First For Music News

In The NME Office - Behind the scenes at NME -  Behind the scenes at NME

By Luke Lewis

Posted on 02/06/09 at 02:06:43 pm

Poor Nathan Williams. There's nothing wrong with a bit of Dutch courage to steady the nerves before taking the stage – but the Wavves frontman arguably took the concept of self-medication a touch too far at Barcelona's Primavera last week.

The gig was almost hypnotic in its awfulness, with Williams strumming aimlessly and howling obliquely for minutes on end, to the mounting chagrin of the crowd, who ultimately responded by bottling the band off – although, one could argue, the epic wastes of silence and intermittent warbling were no more grindingly tedious than the average Sigur Ros gig.

Williams later blamed his surreal performance on a cocktail of "ecstasy, valium and Xanax", which rather sounds as if he'd heard QOTSA's 'Feel Good Hit Of The Summer' and taken it as a shopping list rather than a chorus.

Suitably chastened, the singer/guitarist apologised to fans and vowed to take some time off, in a blog post that was no doubt hammered out through the fug of a Winehouse-grade hangover. All of which demonstrates an enduring truth about live music: it's never advisable to get crucified before a show.

continued...

There are many tales that bear this out. Lemmy used to rack out 5ft lines of speed in his tourbus and hoover them up in one go – a pre-gig practice which, as anyone who's ever endured the soul-shredding comedown that comes with that particular drug would attest, explains why the Motorhead frontman now looks 1000 years old and has no teeth.

At the glitzier end of 70s hard rock, Aerosmith's Steve Tyler used to keep cocaine wraps within the flowing scarves that adorned his microphone stand. At one stadium show during the band's late-70s pomp, Tyler was so strung out he thanked the crowd and walked triumphantly off stage after the first song, convinced he'd played a full gig.

Tyler's behaviour was echoed two decades later by Creed vocalist Scott Stapp. Blitzed on a mix of Jack Daniel’s, Xanax and anti-inflammatory steroids, the crucifix-pose-loving singer ambled off the Chicago All-State Arena's vast stage after five songs. Re-emerging 30 minutes later, Stapp removed his shoes and fell backwards over a monitor – an act he later described as a "symbolic, personal gesture".

That's the problem with drugs: they skew your judgement. Sly Stone once wandered off 10 minutes before he was due to appear onstage in London. Venue staff panicked. Don't sweat it, the 'Stand!' singer reassured them. No cause for alarm. He was simply off to Rotterdam to do some shopping - he'd easily make it back in time.

Stone's drug of choice was cocaine, which at least keeps you awake while corroding your guts. That's not true of brandy and animal tranquilizers, a toxic cocktail that made The Who's Keith Moon pass out – twice – during a 1973 gig in Daly City, California. "Can anyone play the drums?" guitarist Pete Townshend asked the audience, plaintively. "I mean, somebody good."

**Exercises to complete:**
**A)** List every city named in the blog post about musicians performing while intoxicated.
**B)** Carry on the blog post about musicians performing while intoxicated, starting right after its last paragraph.

**Information supplied:**
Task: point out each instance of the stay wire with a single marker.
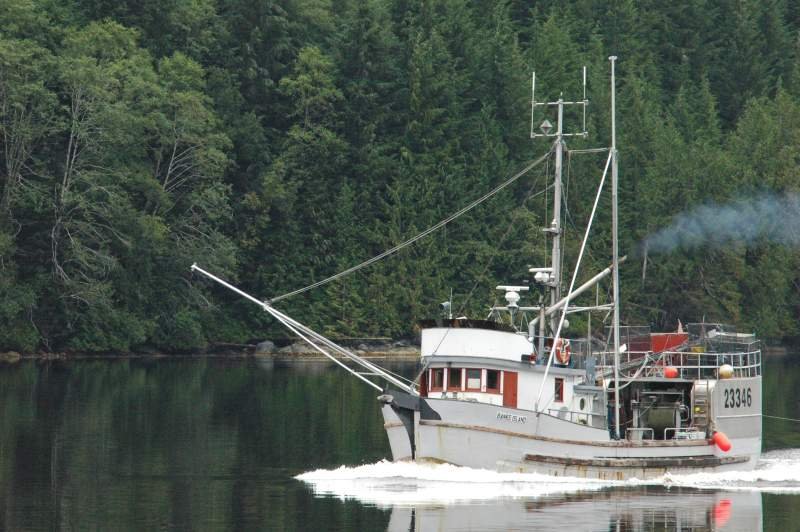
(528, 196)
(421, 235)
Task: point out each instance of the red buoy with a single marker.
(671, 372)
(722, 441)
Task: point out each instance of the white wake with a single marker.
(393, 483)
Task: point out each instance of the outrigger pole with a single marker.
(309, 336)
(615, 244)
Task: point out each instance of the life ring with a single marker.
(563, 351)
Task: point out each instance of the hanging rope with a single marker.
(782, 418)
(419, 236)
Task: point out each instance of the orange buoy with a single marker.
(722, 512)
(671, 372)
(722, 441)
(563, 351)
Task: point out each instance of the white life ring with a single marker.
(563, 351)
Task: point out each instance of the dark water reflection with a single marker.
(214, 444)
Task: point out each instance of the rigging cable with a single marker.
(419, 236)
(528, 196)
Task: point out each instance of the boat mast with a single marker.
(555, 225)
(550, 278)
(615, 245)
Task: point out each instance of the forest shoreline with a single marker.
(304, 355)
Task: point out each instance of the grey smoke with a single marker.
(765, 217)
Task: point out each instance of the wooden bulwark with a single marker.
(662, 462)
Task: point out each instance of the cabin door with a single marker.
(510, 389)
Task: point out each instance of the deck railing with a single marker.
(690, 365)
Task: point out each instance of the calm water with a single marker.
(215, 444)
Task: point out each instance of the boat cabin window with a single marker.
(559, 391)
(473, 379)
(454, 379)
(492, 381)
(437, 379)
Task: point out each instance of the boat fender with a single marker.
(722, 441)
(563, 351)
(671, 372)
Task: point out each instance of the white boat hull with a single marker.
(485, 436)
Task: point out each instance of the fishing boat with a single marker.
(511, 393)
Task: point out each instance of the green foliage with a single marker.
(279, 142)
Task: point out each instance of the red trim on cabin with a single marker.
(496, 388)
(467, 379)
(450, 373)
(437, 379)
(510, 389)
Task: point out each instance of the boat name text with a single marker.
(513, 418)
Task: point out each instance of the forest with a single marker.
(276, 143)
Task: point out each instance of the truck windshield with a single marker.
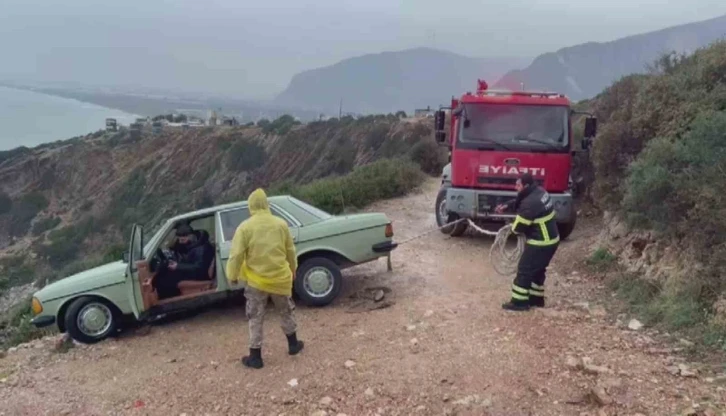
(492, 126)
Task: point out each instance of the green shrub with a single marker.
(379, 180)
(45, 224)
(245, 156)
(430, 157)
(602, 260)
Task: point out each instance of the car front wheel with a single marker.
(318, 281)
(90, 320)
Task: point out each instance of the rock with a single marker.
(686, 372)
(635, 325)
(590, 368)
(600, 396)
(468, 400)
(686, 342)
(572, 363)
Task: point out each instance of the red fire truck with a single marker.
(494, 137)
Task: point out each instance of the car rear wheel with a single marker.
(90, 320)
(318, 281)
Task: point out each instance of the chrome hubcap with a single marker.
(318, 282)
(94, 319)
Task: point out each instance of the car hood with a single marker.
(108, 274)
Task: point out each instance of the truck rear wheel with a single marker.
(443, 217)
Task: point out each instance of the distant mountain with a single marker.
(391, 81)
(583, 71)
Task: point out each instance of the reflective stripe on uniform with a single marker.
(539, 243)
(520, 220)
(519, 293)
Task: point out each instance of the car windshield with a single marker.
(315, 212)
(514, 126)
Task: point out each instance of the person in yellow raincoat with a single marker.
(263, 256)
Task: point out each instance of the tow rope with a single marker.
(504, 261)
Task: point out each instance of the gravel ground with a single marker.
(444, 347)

* * *

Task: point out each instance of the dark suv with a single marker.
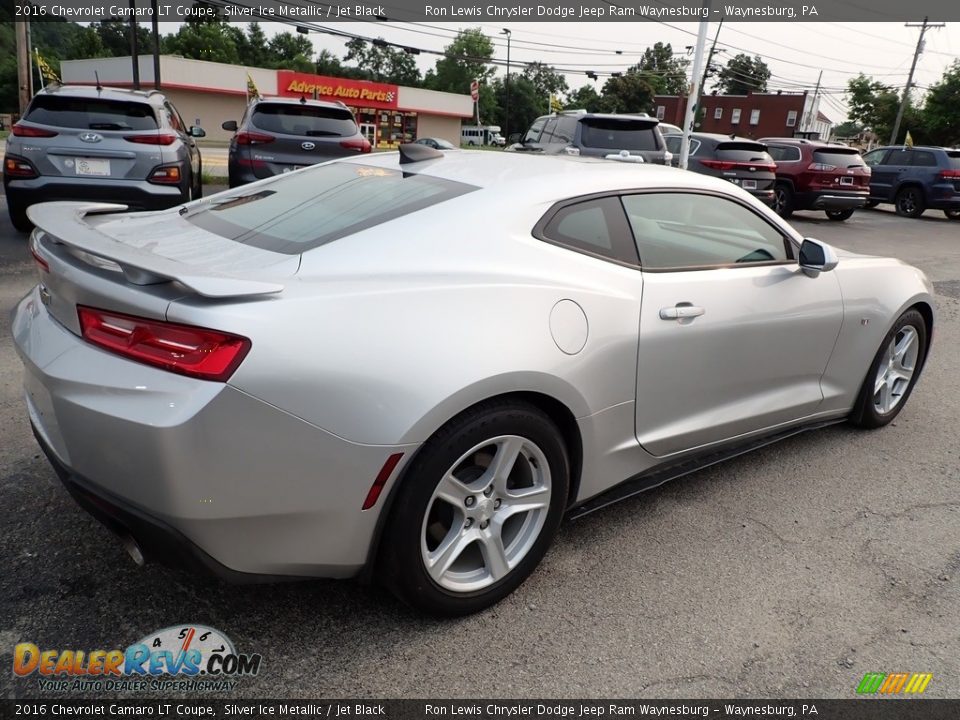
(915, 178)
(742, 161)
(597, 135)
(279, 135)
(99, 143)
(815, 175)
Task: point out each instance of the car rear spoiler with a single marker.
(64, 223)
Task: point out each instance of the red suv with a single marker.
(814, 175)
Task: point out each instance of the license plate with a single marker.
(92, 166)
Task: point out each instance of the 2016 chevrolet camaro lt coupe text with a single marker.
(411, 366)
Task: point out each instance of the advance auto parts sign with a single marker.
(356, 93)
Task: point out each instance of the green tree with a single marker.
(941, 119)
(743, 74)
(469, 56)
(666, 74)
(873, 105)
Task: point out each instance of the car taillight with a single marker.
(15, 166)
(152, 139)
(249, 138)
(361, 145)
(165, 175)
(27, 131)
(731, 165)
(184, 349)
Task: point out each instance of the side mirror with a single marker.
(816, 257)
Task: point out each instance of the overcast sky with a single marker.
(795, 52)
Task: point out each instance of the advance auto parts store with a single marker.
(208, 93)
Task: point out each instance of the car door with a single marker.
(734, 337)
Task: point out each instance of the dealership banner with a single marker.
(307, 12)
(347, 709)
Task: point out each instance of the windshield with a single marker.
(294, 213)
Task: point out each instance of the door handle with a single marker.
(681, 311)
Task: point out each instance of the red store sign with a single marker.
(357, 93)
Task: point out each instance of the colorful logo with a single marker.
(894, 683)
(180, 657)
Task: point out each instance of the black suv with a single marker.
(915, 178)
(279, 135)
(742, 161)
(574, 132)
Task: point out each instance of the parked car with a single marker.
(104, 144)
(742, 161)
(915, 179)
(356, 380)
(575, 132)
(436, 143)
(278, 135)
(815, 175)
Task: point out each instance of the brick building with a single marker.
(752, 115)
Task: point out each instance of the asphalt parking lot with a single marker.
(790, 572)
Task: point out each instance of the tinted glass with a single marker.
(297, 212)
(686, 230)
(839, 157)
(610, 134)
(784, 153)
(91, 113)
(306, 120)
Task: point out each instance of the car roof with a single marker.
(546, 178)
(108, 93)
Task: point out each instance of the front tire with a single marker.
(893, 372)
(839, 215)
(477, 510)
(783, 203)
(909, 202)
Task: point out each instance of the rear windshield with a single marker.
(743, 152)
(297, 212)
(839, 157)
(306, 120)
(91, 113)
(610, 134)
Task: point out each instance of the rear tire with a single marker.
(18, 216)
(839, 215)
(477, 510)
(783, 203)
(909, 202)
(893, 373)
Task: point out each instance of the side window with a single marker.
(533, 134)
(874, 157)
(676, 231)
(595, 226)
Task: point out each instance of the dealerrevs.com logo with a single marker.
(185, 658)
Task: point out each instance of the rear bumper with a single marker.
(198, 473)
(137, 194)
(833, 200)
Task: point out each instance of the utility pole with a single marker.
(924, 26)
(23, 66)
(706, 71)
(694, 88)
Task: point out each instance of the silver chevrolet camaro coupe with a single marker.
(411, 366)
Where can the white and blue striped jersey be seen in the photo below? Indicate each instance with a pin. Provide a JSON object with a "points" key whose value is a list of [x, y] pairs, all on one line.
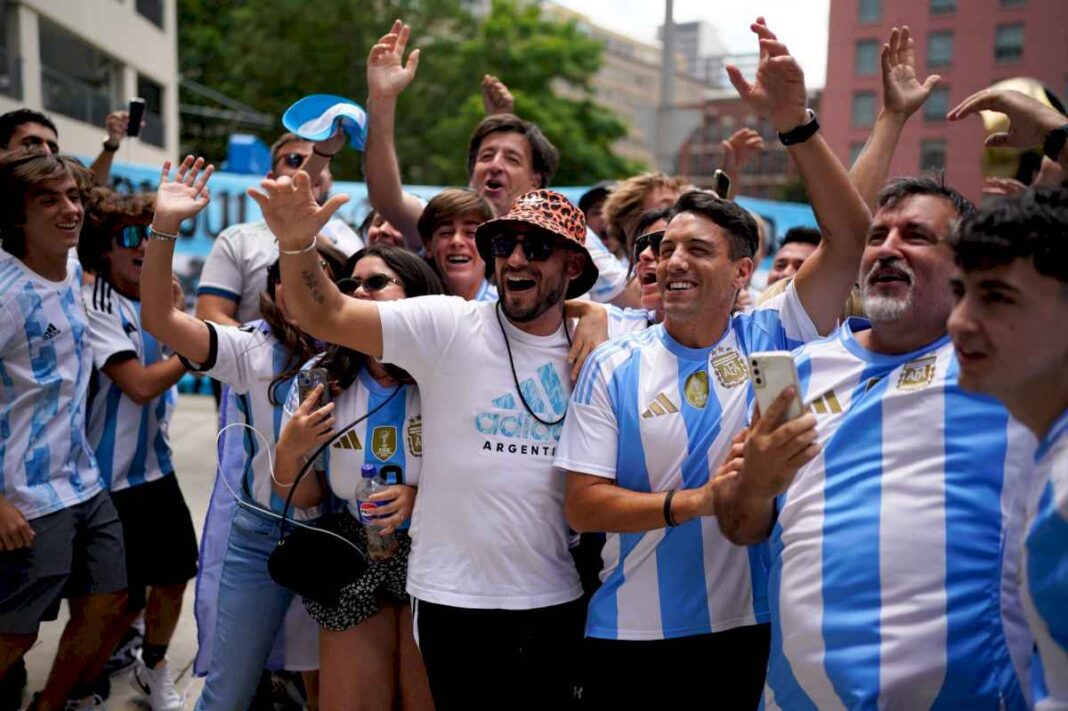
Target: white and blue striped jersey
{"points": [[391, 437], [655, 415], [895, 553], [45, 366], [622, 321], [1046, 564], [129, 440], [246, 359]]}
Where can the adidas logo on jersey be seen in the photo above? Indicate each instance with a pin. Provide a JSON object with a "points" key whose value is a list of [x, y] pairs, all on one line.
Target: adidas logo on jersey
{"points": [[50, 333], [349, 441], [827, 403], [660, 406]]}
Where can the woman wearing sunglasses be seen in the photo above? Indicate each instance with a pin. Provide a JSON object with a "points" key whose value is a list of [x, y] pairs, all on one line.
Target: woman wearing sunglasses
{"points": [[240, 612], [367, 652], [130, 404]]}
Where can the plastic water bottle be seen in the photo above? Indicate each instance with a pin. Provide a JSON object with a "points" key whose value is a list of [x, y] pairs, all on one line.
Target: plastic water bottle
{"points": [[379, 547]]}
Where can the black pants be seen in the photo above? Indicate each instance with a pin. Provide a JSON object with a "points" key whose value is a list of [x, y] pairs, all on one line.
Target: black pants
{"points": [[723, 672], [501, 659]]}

* * *

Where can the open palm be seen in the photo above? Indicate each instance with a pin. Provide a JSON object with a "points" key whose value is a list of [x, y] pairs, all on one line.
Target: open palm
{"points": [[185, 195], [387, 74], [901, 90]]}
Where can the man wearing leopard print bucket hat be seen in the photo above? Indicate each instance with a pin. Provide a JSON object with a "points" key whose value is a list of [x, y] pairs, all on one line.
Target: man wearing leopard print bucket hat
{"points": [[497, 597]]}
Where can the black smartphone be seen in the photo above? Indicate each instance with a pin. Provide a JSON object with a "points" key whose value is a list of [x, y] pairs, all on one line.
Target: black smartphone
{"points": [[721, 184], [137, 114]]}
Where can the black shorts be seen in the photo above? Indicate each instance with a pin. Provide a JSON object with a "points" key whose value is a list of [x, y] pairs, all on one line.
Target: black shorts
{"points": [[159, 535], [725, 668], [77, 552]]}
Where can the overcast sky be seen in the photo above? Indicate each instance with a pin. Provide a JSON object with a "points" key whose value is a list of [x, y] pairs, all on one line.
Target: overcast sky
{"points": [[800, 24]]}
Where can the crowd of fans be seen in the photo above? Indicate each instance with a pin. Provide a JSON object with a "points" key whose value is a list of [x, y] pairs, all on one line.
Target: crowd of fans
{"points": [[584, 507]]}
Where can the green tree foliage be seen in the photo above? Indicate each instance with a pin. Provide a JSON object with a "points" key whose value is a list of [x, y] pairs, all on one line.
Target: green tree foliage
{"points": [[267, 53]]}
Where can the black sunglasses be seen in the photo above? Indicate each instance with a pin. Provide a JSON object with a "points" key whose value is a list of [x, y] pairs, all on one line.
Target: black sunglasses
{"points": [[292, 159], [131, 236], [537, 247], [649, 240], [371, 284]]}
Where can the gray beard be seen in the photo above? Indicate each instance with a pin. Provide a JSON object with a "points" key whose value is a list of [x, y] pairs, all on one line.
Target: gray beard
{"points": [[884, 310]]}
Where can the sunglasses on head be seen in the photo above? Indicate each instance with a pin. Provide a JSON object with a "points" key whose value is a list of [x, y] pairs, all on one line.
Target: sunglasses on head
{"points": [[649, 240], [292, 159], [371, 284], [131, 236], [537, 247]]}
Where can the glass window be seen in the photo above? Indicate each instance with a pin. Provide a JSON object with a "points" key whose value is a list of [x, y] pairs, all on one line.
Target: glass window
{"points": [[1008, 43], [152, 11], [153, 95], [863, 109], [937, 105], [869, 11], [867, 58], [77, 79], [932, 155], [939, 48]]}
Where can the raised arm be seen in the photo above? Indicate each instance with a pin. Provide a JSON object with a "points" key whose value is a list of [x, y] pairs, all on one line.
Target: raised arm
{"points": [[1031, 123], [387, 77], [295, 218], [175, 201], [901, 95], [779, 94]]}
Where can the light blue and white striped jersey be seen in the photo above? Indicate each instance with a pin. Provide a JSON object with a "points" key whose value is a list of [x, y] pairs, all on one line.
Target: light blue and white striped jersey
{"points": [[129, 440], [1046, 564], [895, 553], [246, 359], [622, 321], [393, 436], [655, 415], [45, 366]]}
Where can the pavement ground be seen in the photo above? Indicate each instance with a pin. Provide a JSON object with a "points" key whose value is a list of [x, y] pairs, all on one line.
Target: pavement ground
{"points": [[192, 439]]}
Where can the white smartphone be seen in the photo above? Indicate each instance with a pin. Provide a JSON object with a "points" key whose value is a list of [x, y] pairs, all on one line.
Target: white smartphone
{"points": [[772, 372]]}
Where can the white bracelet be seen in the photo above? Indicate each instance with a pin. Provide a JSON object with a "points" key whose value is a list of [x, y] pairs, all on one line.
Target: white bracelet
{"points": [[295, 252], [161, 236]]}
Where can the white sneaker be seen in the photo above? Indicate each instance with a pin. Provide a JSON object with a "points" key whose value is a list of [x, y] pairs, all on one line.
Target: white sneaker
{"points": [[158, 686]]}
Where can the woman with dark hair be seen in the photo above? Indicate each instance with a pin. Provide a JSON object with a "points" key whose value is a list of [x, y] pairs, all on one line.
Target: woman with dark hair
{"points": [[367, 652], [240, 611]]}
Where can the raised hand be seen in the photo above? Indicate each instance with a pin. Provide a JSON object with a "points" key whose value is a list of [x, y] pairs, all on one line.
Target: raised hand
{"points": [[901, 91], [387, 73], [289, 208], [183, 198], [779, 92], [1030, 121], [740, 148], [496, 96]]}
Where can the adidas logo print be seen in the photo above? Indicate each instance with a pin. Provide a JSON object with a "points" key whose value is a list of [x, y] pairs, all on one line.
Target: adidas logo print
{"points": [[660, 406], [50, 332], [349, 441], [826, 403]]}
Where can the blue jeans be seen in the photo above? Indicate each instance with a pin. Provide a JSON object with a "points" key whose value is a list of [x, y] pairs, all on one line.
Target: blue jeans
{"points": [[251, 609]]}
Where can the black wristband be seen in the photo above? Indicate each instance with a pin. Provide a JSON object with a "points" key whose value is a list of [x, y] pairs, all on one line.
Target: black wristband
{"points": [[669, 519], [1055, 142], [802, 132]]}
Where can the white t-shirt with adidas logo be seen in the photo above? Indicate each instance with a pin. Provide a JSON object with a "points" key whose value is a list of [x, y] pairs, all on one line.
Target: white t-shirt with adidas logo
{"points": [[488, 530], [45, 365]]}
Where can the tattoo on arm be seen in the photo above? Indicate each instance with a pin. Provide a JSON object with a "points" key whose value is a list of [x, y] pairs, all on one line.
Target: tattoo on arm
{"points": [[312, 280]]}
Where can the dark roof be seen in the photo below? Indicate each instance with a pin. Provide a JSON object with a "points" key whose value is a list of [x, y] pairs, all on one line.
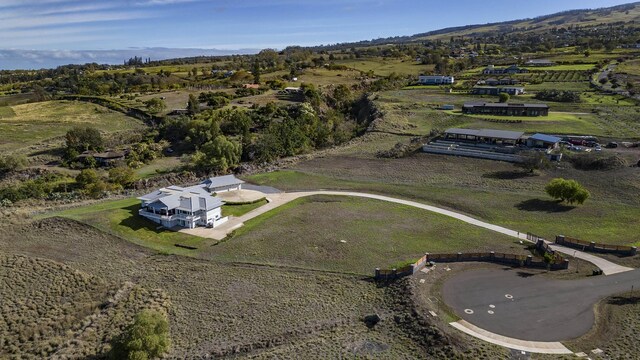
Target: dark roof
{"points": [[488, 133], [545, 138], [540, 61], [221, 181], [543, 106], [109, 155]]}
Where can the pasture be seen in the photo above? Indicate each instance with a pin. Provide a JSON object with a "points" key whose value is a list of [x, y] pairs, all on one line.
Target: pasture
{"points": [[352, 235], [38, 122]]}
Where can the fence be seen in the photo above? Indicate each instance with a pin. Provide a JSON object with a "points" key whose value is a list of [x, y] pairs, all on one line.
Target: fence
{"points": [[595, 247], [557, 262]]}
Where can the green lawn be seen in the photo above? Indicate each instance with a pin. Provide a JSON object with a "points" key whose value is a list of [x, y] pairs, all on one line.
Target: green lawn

**Your written answers:**
**A)** Barcelona, Chicago, London, Rotterdam, Daly City

**B)**
Nor is such behaviour confined to rock's dusty archives. At Live 8 in 2005, Pete Doherty looked like he'd had a few 'charity' flutes of champagne before he lumbered onstage with Elton John to honk through a cover of 'Children Of The Revolution' that ran the gamut from 'tuneless dirge' to 'environmental hazard'.

Displaying a junkie's gift for sober self-analysis, Doherty immediately blamed his backing band for the disaster. “What a bunch of fucking wankers. What a bunch of sausage-sucking, session, slaphead, ponytailed pricks, you know?” the Sun quoted him as saying. Which is possibly more eloquent than anything that made it on to his recent solo album.

But when it comes to catastrophic drug-induced onstage meltdowns, the modern likes of Doherty and Winehouse are mere Lilliputians. Here's Elvis Presley at one of his last ever gigs, in the final stages of his fatal addiction to prescription drugs. Sweating heavily underneath the stage lights, he forgets the words, starts laughing, then trails off into gibberish. It's a clip that starts off funny - then rapidly becomes utterly heartbreaking.

It's also a salutary lesson to budding musicians: just say no. At least until after the gig, dummy.

39 comments

Add comment

 
 
[Visitor] //June 2 2009 at 14:35
'although, one could argue, the epic wastes of silence and intermittent warbling were no more grindingly tedious than the average Sigur Ros' - Fuck you, sir.
Luke Lewis [Member] //June 2 2009 at 14:37
An insult within 20 seconds - you work fast.
Malc [Visitor] //June 2 2009 at 14:42
I think Sigur Ros are alright but it was still pertty funny.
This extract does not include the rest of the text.